Material shown:

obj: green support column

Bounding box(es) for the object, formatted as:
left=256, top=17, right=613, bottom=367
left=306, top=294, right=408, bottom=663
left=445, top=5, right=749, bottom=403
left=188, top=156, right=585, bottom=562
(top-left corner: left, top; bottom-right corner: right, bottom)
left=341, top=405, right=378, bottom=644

Task to carry out: Convert the listing above into a Markdown table with columns headed Row and Line, one row per line, leaving out blank lines.

Output:
| Row | Line |
|---|---|
| 1 | obj: green support column |
| 2 | Bounding box(es) for the object, formatted as: |
| 3 | left=256, top=17, right=613, bottom=367 |
| 4 | left=306, top=294, right=408, bottom=663 |
| 5 | left=445, top=5, right=749, bottom=403 |
| 6 | left=188, top=156, right=585, bottom=562 |
| 7 | (top-left corner: left, top; bottom-right corner: right, bottom) |
| 8 | left=341, top=405, right=378, bottom=644 |